▶ DOCUMENT TEXT
○ ○ ○

# 🛒 CATALOG PARTY! 🛒



## Prince_of_Galar (Mar 31, 2020)

WELCOME

Hello, everyone! I'm hosting a catalog party on my island starting today at 6PM CST. Anyone can join, just check out the rules below!


PARTY RULES

1. Bring 10 items to drop so that others may pick them up and catalog them.
2. No stealing from or harassing other members!
3. Comment on this thread if you want to participate, and I will DM you a Dodo code at the specified time.

ISLAND ETIQUETTE

1. Be kind to my flowers
2. Take fruit if you still need it
3. Feel free to shop at Able Sisters or Nook's​


----------



## mondaayss (Mar 31, 2020)

I would love to join! I can bring some stuff I found so far. Thank you for this offer!


----------



## OswinOswald (Mar 31, 2020)

I'm interested in joining in!


----------



## alitwick (Mar 31, 2020)

Sounds like fun! I’m in!

○ ○ ○

(Collection entries)
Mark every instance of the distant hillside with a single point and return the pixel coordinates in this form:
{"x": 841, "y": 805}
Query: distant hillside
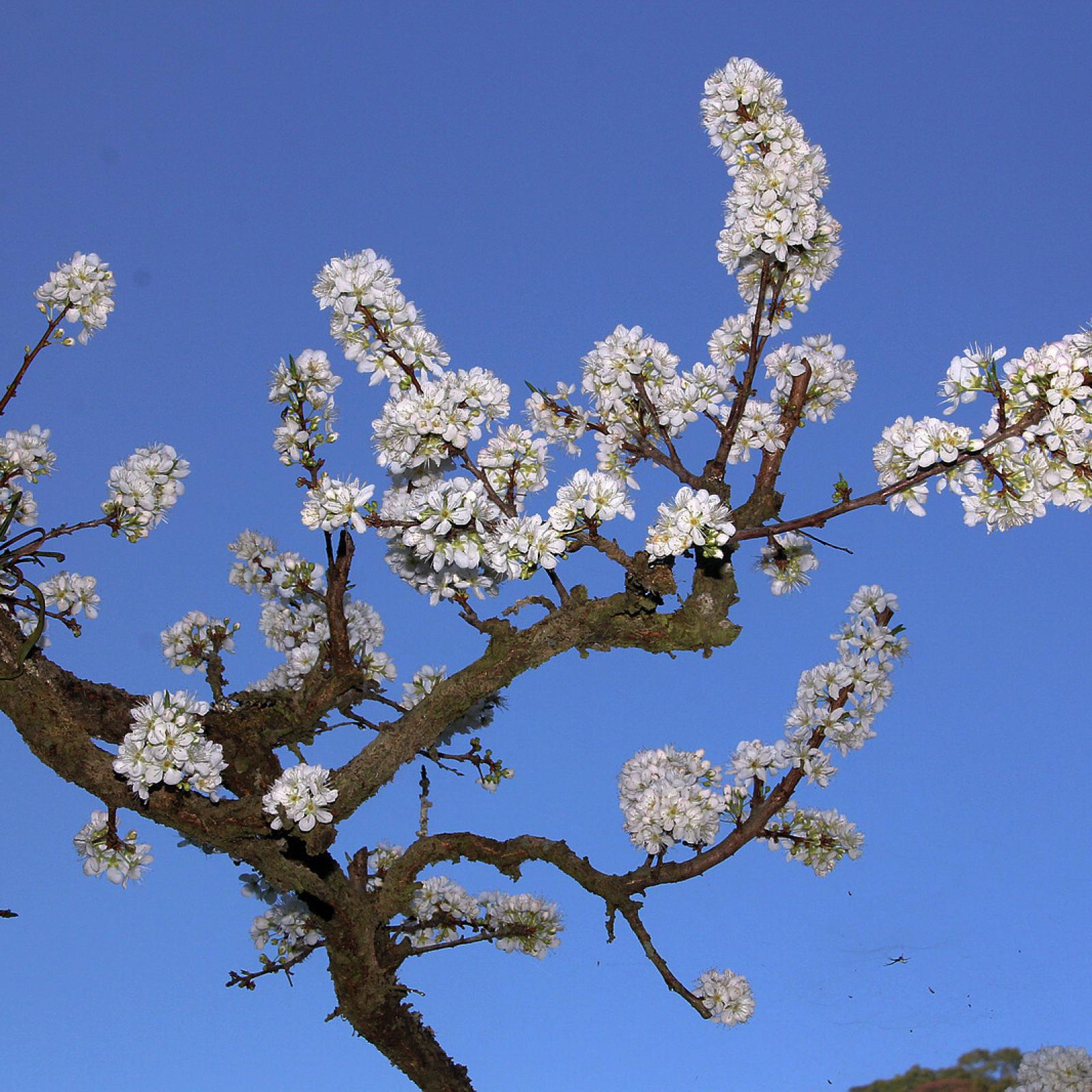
{"x": 975, "y": 1072}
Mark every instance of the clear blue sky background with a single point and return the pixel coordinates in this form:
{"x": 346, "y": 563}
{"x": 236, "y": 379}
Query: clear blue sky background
{"x": 538, "y": 175}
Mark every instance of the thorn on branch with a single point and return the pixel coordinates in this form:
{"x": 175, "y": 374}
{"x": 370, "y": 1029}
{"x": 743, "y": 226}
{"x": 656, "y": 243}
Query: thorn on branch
{"x": 425, "y": 804}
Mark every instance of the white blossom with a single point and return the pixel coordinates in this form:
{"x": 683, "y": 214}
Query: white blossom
{"x": 669, "y": 796}
{"x": 105, "y": 853}
{"x": 167, "y": 745}
{"x": 192, "y": 642}
{"x": 817, "y": 839}
{"x": 83, "y": 289}
{"x": 300, "y": 796}
{"x": 1055, "y": 1069}
{"x": 379, "y": 329}
{"x": 70, "y": 593}
{"x": 438, "y": 910}
{"x": 589, "y": 498}
{"x": 287, "y": 925}
{"x": 693, "y": 519}
{"x": 336, "y": 504}
{"x": 143, "y": 489}
{"x": 25, "y": 455}
{"x": 534, "y": 922}
{"x": 788, "y": 562}
{"x": 728, "y": 996}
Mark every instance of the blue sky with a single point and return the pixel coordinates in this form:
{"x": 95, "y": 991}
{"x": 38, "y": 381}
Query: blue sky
{"x": 538, "y": 175}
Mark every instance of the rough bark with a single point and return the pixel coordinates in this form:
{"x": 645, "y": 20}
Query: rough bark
{"x": 63, "y": 719}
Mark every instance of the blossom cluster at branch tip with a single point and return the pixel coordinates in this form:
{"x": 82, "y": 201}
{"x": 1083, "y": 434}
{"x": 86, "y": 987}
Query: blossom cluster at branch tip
{"x": 431, "y": 424}
{"x": 532, "y": 923}
{"x": 695, "y": 519}
{"x": 726, "y": 996}
{"x": 1043, "y": 399}
{"x": 1055, "y": 1069}
{"x": 25, "y": 457}
{"x": 589, "y": 500}
{"x": 830, "y": 382}
{"x": 773, "y": 211}
{"x": 300, "y": 797}
{"x": 192, "y": 642}
{"x": 379, "y": 329}
{"x": 68, "y": 593}
{"x": 83, "y": 289}
{"x": 817, "y": 839}
{"x": 294, "y": 618}
{"x": 287, "y": 925}
{"x": 143, "y": 489}
{"x": 442, "y": 911}
{"x": 105, "y": 853}
{"x": 379, "y": 861}
{"x": 336, "y": 504}
{"x": 671, "y": 796}
{"x": 305, "y": 386}
{"x": 788, "y": 560}
{"x": 167, "y": 745}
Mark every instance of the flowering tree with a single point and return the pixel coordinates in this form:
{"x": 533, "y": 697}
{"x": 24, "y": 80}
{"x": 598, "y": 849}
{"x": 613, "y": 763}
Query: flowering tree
{"x": 227, "y": 770}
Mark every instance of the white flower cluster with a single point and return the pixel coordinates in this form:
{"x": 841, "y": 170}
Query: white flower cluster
{"x": 438, "y": 536}
{"x": 167, "y": 745}
{"x": 560, "y": 420}
{"x": 294, "y": 620}
{"x": 305, "y": 386}
{"x": 70, "y": 593}
{"x": 442, "y": 911}
{"x": 670, "y": 796}
{"x": 429, "y": 424}
{"x": 336, "y": 504}
{"x": 788, "y": 560}
{"x": 377, "y": 327}
{"x": 190, "y": 642}
{"x": 730, "y": 344}
{"x": 1010, "y": 483}
{"x": 693, "y": 519}
{"x": 287, "y": 925}
{"x": 520, "y": 545}
{"x": 830, "y": 384}
{"x": 23, "y": 456}
{"x": 27, "y": 622}
{"x": 515, "y": 463}
{"x": 379, "y": 861}
{"x": 759, "y": 431}
{"x": 143, "y": 489}
{"x": 728, "y": 996}
{"x": 440, "y": 908}
{"x": 104, "y": 853}
{"x": 83, "y": 289}
{"x": 773, "y": 210}
{"x": 589, "y": 500}
{"x": 910, "y": 446}
{"x": 844, "y": 697}
{"x": 638, "y": 392}
{"x": 972, "y": 371}
{"x": 532, "y": 923}
{"x": 300, "y": 797}
{"x": 1055, "y": 1069}
{"x": 817, "y": 839}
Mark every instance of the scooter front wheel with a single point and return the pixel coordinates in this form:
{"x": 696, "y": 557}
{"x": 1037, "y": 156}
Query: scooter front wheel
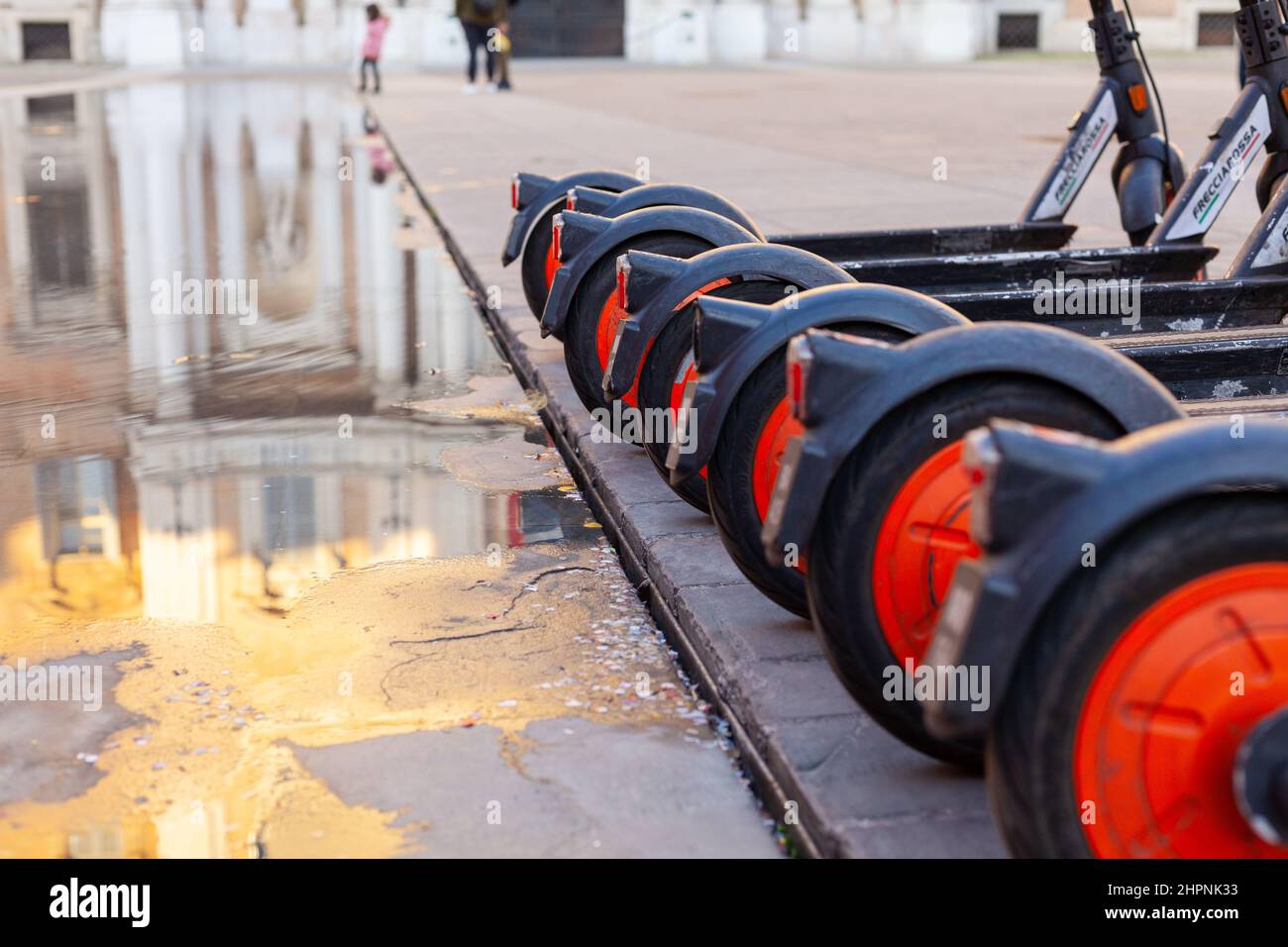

○ ○ ○

▶ INSTRUCTIONS
- A) Could you retype the catalog party thread from "## Prince_of_Galar (Mar" up to and including "and catalog them."?
- B) Can you write what comes next in the catalog party thread, picking up after its final post?

▶ TASK RESPONSES
- A)
## Prince_of_Galar (Mar 31, 2020)

WELCOME

Hello, everyone! I'm hosting a catalog party on my island starting today at 6PM CST. Anyone can join, just check out the rules below!


PARTY RULES

1. Bring 10 items to drop so that others may pick them up and catalog them.

- B)
----------



## whitherward (Mar 31, 2020)

This sounds fun, I'd join!


----------



## Katfaise (Mar 31, 2020)

I’d love to join in if this is still happening :3


----------



## Wisteria Rytsar (Mar 31, 2020)

I would like to join as well!


----------



## lauren1 (Mar 31, 2020)

Can I join? I would love to come and catalog!


----------



## VillageDuck (Mar 31, 2020)

What a great idea! I'd love to participate please.

EDIT - have loaded 10 unique items into my pockets.

Just so I'm clear on how this works, we arrive and find a patch to dump the 10 items, then go around picking up then immediately putting back down the items others are dumping? And that brief moment of holding them is enough to add the items to our catalogue?


----------



## Saphi (Mar 31, 2020)

Can I join? Please


----------



## Prince_of_Galar (Mar 31, 2020)

*Starting in about 15mins!*​


----------



## swagdra (Mar 31, 2020)

I'd like to join!


----------



## VillageDuck (Mar 31, 2020)

Get off your darn NookPhones until everyone has arrived, people! I can't get in.

lightning edit - aaaaand en-route! See you cats shortly!


----------



## Katfaise (Mar 31, 2020)

I’m on my way now!


----------



## VillageDuck (Mar 31, 2020)

Katfaise said:


> I’m on my way now!


Did you anger some wasps today by chance?


----------



## Prince_of_Galar (Mar 31, 2020)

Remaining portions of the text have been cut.